### TEXT SECTION
+---+

I do a lot of focus groups and surveys. As I was informally researching teenagers or doing focus groups with teens, I was like, what do you need from your mom? They're like, her attention. She sits down and looks her friends in the eyes when she's talking to them, but when she's talking to me she's taking out the trash. She's emptying the dishwasher.
It was like my heart was arrested because this was a girl who thought I was the perfect mom because I was asking her questions about her and her mom's relationship. I'm looking at my relationship with my daughter, guilty as can be of the same thing. I realized I need to just push reset. I tell moms all the time, push the reset button. Don't give into the guilt. Mom guilt is such a tool of the enemy. But push the reset button. Do you need to really sit down and totally look her in the eye? That's what one teenage girl called it. Really, like totally sit down and look me in the eye. If you do, make a date to do that. Even if it might be once a week, it might be once a month, because the reality is there will be dishes to put away and there will be trash to take out and there will be laundry to fold.

+---+

### SET OF TASKS
(a) In the passage about mothers and teenagers, what did the teens say they need from their mom?
(b) Copy the records word for word, from their first line through the line that contains "[151,236,179,284]", and leave the pictures out.
The passage about mothers and teenagers and the records have nothing to do with each other.

+---+

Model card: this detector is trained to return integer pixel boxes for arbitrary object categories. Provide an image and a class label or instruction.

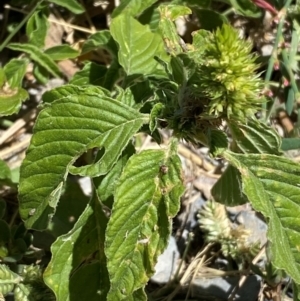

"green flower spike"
[191,24,265,119]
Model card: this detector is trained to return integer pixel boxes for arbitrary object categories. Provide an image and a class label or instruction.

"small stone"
[151,236,179,284]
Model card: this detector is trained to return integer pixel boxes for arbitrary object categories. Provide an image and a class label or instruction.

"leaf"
[225,152,300,284]
[44,45,79,61]
[112,0,157,18]
[19,86,145,229]
[48,180,90,237]
[281,138,300,151]
[81,30,118,56]
[7,43,61,77]
[3,59,29,88]
[110,14,166,76]
[94,144,135,208]
[105,145,183,301]
[195,8,228,31]
[0,87,28,116]
[228,120,281,155]
[26,9,49,48]
[44,196,109,301]
[48,0,85,14]
[69,62,107,86]
[211,165,248,206]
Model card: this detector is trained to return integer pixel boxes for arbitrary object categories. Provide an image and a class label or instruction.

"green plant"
[0,0,300,301]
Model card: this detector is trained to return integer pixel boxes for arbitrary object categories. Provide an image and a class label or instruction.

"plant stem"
[262,16,285,122]
[0,0,43,52]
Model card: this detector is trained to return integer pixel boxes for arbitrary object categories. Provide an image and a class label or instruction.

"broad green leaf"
[105,145,183,301]
[19,86,148,229]
[42,85,110,104]
[44,45,79,61]
[211,165,248,206]
[212,120,281,206]
[228,120,281,155]
[281,138,300,151]
[0,87,28,116]
[69,62,107,86]
[110,14,167,76]
[94,144,135,208]
[225,152,300,284]
[48,0,84,14]
[7,43,61,77]
[44,196,109,301]
[112,0,157,18]
[48,180,90,237]
[195,8,228,31]
[3,59,29,88]
[229,0,261,18]
[81,30,118,56]
[26,9,49,48]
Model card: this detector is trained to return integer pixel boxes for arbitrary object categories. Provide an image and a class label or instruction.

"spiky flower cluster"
[190,24,264,119]
[198,201,259,259]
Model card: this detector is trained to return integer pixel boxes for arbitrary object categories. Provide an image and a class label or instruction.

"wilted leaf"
[19,86,145,229]
[44,196,109,301]
[105,145,183,301]
[225,152,300,284]
[110,14,167,76]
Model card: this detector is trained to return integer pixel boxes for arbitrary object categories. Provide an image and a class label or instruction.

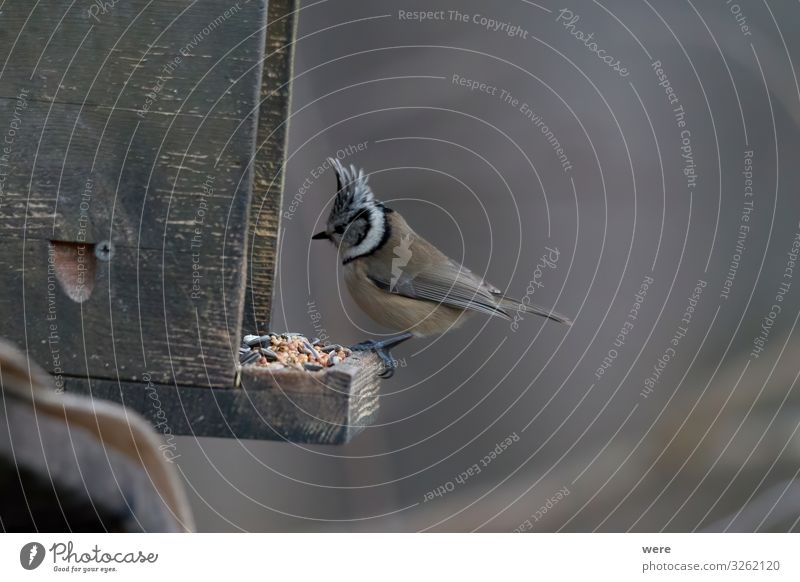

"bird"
[311,158,572,378]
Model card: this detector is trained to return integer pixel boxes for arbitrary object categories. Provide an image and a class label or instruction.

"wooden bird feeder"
[0,0,378,444]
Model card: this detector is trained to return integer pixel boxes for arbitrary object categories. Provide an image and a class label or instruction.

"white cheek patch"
[343,206,386,261]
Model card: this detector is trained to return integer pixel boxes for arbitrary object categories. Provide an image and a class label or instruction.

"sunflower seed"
[261,348,278,362]
[303,340,319,360]
[239,351,261,364]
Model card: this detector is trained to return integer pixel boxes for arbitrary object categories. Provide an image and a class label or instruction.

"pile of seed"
[239,332,352,372]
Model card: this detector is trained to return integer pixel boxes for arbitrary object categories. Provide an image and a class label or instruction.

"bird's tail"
[500,297,572,325]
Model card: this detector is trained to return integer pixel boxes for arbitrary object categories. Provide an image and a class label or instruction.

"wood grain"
[65,354,380,444]
[0,239,244,388]
[0,0,266,120]
[242,0,297,334]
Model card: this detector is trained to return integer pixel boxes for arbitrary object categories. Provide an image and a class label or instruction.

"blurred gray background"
[177,0,800,531]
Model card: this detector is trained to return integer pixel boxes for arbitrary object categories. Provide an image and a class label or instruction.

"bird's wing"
[368,260,509,319]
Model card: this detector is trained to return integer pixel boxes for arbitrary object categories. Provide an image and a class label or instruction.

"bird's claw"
[349,333,413,380]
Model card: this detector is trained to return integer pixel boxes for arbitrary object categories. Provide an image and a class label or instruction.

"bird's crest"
[328,158,375,215]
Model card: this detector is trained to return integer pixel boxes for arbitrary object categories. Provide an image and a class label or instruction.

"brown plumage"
[314,160,570,336]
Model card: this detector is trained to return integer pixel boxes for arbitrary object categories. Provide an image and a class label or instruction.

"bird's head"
[311,158,390,263]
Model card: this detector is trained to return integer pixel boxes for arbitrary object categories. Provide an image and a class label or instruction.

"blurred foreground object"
[0,341,194,532]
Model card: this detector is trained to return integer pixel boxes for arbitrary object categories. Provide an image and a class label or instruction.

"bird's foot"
[349,332,414,380]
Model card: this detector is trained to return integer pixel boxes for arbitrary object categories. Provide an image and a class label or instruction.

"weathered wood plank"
[65,354,380,444]
[0,100,254,256]
[0,0,265,120]
[242,0,297,334]
[0,239,244,388]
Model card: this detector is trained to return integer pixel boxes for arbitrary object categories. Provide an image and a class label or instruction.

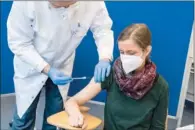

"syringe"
[72,76,89,80]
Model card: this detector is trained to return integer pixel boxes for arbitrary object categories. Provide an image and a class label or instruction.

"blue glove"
[94,60,111,83]
[48,68,72,85]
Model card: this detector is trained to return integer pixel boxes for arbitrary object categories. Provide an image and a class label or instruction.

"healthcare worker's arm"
[150,85,169,130]
[7,1,47,72]
[7,1,72,85]
[65,79,101,128]
[90,2,114,83]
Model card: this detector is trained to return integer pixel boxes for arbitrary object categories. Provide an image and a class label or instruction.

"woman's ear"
[146,46,152,56]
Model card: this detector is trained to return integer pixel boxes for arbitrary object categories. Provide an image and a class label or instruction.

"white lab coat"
[7,1,114,117]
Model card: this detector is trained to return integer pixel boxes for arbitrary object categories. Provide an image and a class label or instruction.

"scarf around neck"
[113,58,157,100]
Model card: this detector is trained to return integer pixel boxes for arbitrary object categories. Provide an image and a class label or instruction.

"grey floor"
[0,93,194,130]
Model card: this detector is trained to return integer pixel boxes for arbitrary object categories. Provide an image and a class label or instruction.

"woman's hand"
[68,112,87,130]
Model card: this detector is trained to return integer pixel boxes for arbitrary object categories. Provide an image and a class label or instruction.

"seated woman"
[65,24,168,130]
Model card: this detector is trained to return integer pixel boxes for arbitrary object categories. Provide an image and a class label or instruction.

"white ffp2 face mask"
[120,54,143,74]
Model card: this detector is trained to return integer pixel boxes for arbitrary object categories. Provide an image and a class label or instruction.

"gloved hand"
[94,60,111,83]
[48,68,72,85]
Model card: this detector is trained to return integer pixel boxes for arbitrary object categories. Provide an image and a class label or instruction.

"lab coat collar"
[48,1,80,10]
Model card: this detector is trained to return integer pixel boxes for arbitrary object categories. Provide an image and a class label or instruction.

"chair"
[47,106,102,130]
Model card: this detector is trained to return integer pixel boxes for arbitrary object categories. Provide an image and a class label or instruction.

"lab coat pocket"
[14,57,37,78]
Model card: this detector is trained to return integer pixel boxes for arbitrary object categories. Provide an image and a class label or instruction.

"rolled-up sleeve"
[7,1,47,72]
[90,2,114,60]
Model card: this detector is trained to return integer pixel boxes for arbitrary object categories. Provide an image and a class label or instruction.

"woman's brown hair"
[118,24,151,50]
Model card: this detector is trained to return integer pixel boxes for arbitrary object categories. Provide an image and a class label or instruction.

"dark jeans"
[12,79,64,130]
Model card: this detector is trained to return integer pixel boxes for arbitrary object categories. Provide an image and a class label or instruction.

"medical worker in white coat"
[7,1,114,130]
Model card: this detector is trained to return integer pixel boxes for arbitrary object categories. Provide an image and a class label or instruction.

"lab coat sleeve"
[7,1,47,72]
[150,84,169,130]
[90,2,114,60]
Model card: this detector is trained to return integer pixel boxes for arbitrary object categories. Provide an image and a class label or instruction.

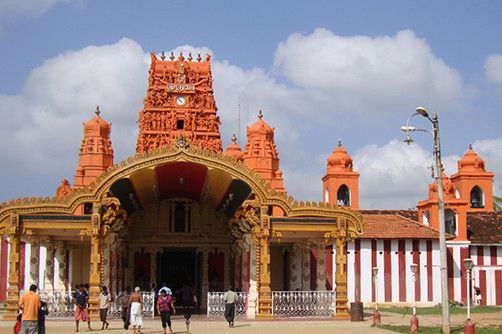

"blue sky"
[0,0,502,209]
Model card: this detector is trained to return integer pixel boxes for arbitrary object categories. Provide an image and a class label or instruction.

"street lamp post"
[371,267,382,326]
[410,263,418,333]
[464,257,475,334]
[401,107,450,334]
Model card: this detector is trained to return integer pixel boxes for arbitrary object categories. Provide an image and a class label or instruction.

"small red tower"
[451,145,494,212]
[223,133,244,161]
[73,106,113,188]
[322,140,359,210]
[244,110,285,192]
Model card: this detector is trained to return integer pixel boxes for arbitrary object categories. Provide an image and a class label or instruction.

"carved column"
[200,247,209,307]
[302,243,311,291]
[26,238,40,287]
[316,242,326,291]
[54,241,67,291]
[335,233,350,319]
[89,209,103,320]
[4,213,21,320]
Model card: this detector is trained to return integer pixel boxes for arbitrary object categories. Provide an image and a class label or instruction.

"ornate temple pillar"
[4,213,21,320]
[335,235,350,319]
[89,209,103,320]
[246,234,259,319]
[316,242,326,291]
[199,247,209,307]
[302,242,311,291]
[26,238,40,288]
[254,207,273,319]
[54,241,67,291]
[289,244,303,291]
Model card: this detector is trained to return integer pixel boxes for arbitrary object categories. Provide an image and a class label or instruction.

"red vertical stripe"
[371,239,377,302]
[446,247,454,299]
[413,240,422,302]
[478,246,486,305]
[458,247,469,305]
[310,248,317,290]
[108,249,113,293]
[0,236,9,302]
[354,239,361,302]
[325,245,333,291]
[427,240,434,302]
[397,240,407,302]
[17,242,26,290]
[383,240,392,302]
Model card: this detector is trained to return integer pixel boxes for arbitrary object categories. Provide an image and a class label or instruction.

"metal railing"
[272,291,335,318]
[19,290,155,319]
[207,292,247,319]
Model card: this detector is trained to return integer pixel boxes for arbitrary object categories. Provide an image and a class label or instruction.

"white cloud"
[0,0,78,22]
[0,38,147,187]
[485,54,502,85]
[274,28,464,116]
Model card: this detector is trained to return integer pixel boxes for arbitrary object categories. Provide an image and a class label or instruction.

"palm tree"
[493,196,502,211]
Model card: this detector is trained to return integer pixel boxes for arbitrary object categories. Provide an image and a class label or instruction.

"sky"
[0,0,502,209]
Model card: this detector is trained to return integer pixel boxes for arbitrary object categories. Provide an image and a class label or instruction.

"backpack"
[158,296,173,312]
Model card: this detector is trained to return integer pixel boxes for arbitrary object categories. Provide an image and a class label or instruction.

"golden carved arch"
[0,141,363,238]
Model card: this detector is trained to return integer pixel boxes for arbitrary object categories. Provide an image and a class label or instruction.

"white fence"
[272,291,335,318]
[20,290,155,319]
[207,292,247,319]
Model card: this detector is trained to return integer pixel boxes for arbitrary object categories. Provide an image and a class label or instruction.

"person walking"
[38,301,49,334]
[19,284,42,334]
[117,286,131,329]
[129,286,143,333]
[73,284,92,332]
[223,286,238,327]
[157,289,176,334]
[99,285,112,330]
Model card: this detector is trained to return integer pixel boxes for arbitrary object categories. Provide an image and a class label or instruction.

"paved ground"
[0,310,502,334]
[0,317,390,334]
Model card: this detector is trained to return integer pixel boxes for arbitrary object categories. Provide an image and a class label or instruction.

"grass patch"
[378,325,502,334]
[376,306,502,315]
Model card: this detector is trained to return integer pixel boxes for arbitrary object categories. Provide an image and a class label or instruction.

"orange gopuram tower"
[244,110,285,192]
[136,52,222,153]
[73,106,113,188]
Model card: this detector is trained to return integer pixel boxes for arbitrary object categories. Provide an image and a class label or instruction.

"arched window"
[422,211,429,226]
[336,184,350,206]
[444,209,458,236]
[471,186,485,208]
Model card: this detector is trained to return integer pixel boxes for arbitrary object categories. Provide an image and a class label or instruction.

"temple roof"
[361,210,439,239]
[467,211,502,244]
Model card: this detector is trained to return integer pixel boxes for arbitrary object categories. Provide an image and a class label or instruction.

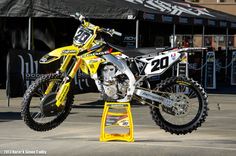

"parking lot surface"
[0,90,236,156]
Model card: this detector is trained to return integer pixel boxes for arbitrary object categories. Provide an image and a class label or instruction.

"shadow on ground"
[0,112,21,122]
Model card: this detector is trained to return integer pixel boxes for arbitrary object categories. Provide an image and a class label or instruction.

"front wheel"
[150,77,208,135]
[21,73,74,131]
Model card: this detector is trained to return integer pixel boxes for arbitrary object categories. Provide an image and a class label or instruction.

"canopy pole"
[28,17,32,50]
[135,19,139,48]
[172,24,176,48]
[225,27,229,82]
[201,25,205,84]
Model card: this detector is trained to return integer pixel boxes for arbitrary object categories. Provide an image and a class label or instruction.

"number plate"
[74,27,93,45]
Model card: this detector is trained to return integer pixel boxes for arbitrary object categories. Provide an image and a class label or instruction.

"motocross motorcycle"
[21,13,208,135]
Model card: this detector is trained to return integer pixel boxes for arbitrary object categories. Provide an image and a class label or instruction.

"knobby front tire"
[21,73,74,131]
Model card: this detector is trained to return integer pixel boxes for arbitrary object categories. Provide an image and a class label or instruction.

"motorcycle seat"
[107,43,171,57]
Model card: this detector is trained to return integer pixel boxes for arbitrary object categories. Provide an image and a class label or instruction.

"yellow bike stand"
[100,102,134,142]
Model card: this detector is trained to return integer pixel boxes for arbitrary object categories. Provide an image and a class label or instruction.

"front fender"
[39,45,79,64]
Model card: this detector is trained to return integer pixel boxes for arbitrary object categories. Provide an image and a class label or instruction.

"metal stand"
[100,102,134,142]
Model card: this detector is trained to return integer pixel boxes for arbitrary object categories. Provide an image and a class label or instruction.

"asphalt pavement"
[0,90,236,156]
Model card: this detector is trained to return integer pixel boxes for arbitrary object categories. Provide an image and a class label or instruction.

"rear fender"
[39,45,79,64]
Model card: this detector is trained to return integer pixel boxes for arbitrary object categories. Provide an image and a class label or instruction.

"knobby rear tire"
[150,77,208,135]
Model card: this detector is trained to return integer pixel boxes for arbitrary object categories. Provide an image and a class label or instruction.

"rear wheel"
[150,77,208,135]
[21,73,74,131]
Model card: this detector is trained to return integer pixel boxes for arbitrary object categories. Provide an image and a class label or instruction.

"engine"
[101,65,129,100]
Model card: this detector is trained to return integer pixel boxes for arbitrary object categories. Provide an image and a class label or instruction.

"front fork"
[45,55,82,107]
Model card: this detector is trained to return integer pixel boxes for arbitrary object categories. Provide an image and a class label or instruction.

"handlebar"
[101,28,122,36]
[70,12,122,36]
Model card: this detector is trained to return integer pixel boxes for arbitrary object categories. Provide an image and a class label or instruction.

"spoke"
[33,112,41,119]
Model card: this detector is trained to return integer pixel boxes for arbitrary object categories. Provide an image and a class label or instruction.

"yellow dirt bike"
[21,13,208,134]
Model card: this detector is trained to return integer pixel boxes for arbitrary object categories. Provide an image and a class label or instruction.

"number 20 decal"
[151,56,169,72]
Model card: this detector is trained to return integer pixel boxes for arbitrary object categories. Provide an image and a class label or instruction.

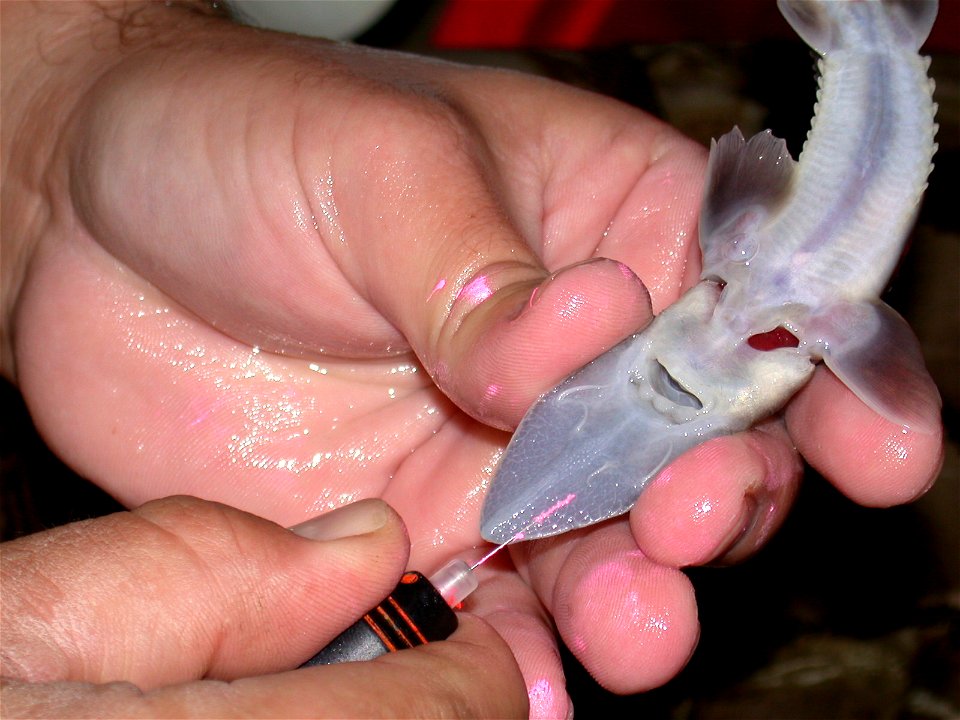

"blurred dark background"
[0,0,960,719]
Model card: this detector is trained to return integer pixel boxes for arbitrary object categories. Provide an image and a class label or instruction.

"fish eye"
[650,362,703,410]
[747,325,800,352]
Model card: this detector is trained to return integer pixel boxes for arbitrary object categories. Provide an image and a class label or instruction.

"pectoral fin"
[804,301,941,433]
[700,128,796,275]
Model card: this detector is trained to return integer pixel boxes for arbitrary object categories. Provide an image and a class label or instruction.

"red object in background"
[433,0,960,52]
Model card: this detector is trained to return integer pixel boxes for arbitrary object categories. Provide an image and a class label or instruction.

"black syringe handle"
[300,572,457,667]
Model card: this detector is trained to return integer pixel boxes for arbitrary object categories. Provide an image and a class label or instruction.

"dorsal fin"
[700,128,796,270]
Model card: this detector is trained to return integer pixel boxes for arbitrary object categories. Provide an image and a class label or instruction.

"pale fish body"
[481,0,939,543]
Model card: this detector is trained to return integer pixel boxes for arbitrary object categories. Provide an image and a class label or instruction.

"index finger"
[786,367,944,507]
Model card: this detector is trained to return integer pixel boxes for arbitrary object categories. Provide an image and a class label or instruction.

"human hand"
[0,497,526,718]
[4,2,940,716]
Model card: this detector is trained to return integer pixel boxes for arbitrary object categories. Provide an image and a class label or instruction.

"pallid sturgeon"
[481,0,939,543]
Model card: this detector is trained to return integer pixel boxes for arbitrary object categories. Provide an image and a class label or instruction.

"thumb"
[432,258,653,429]
[0,497,409,689]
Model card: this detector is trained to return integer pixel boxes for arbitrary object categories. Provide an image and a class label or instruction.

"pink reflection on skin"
[457,275,493,304]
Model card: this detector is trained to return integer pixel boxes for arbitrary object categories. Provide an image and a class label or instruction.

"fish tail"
[777,0,937,55]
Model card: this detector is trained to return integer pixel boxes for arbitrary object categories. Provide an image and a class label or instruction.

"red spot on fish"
[747,327,800,352]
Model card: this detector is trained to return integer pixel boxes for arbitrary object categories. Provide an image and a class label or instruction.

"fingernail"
[290,498,388,541]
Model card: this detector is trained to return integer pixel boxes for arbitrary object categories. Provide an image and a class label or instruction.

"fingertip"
[630,429,801,567]
[552,523,699,694]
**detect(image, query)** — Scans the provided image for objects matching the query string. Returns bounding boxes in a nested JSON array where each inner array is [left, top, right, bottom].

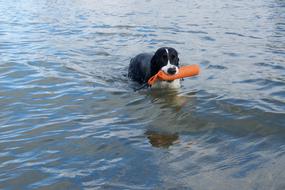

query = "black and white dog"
[[128, 47, 180, 88]]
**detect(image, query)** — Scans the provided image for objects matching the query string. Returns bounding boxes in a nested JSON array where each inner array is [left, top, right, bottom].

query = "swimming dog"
[[128, 47, 180, 88]]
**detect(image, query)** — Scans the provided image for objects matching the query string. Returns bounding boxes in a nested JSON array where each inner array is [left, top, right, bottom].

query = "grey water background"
[[0, 0, 285, 190]]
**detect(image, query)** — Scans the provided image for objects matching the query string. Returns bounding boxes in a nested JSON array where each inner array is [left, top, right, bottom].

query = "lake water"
[[0, 0, 285, 190]]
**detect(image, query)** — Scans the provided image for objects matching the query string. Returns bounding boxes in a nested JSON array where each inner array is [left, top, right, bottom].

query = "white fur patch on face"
[[161, 48, 179, 74], [152, 79, 181, 89]]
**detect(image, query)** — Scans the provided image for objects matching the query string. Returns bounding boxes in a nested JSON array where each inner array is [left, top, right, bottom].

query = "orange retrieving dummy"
[[147, 65, 200, 85]]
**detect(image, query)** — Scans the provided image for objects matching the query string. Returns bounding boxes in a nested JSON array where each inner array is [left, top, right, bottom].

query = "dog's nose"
[[167, 67, 176, 75]]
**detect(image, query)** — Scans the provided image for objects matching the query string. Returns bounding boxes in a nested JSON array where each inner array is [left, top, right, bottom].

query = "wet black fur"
[[128, 47, 179, 84]]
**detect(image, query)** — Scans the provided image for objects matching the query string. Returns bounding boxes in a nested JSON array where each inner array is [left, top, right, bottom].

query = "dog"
[[128, 47, 180, 88]]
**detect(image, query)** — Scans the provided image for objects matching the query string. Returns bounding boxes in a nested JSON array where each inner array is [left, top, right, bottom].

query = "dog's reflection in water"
[[145, 89, 195, 148], [145, 131, 179, 148], [149, 89, 189, 111]]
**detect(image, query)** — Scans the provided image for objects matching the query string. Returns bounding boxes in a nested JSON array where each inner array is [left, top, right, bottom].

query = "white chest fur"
[[152, 79, 181, 88]]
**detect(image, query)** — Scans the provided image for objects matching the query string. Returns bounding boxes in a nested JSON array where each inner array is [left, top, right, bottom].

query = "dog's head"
[[151, 47, 179, 76]]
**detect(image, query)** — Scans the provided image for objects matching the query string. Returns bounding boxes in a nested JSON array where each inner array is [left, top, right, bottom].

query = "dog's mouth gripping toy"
[[147, 65, 200, 86]]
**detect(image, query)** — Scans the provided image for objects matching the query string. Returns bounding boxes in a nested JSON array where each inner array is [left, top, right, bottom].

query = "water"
[[0, 0, 285, 190]]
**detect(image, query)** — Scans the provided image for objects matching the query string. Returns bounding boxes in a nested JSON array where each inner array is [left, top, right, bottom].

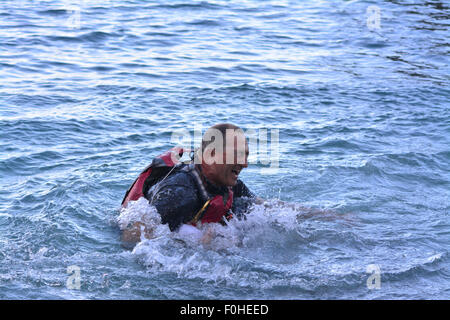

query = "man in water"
[[122, 123, 258, 242]]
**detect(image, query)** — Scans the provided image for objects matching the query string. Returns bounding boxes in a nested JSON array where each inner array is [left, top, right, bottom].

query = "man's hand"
[[122, 222, 153, 243]]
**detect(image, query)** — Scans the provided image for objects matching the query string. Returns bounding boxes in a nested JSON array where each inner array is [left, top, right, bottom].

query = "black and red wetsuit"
[[144, 165, 255, 231]]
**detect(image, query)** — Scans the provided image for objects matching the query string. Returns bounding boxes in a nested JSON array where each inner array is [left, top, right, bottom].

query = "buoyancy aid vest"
[[122, 147, 233, 225]]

+---+

### RESPONSES TO THE EXERCISE
(a) Her attention.

(b)
Model card: this detector is trained to return integer pixel boxes for arbitrary object categories. Provide an image and a class label or instruction.


"green flower spike"
[191,24,265,119]
Model card: this detector is trained to return integer pixel boxes for arbitrary object categories. Provide an image and a class label or instruction.

"small stone"
[151,236,179,284]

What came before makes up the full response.